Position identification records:
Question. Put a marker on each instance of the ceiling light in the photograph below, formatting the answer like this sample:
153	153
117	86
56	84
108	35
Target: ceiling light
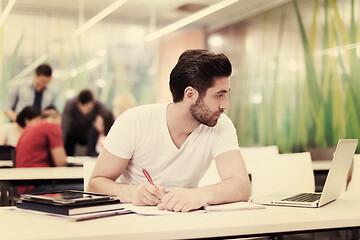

* _YOUR OBJECTIVE_
Format the lines of the entries above as a Markdown table with the columns No. and Line, numbering each row and skipping blank lines. Leave the pictures out of the table.

* _EXERCISE ANSWER_
| No. | Line |
|---|---|
| 1 | Question. Put a marker on each instance of the ceiling light in the photograph below, formatting the answer like this sample: |
| 2 | 153	153 |
| 3 | 117	86 |
| 4 | 56	84 |
| 5 | 108	35 |
| 6 | Target: ceiling light |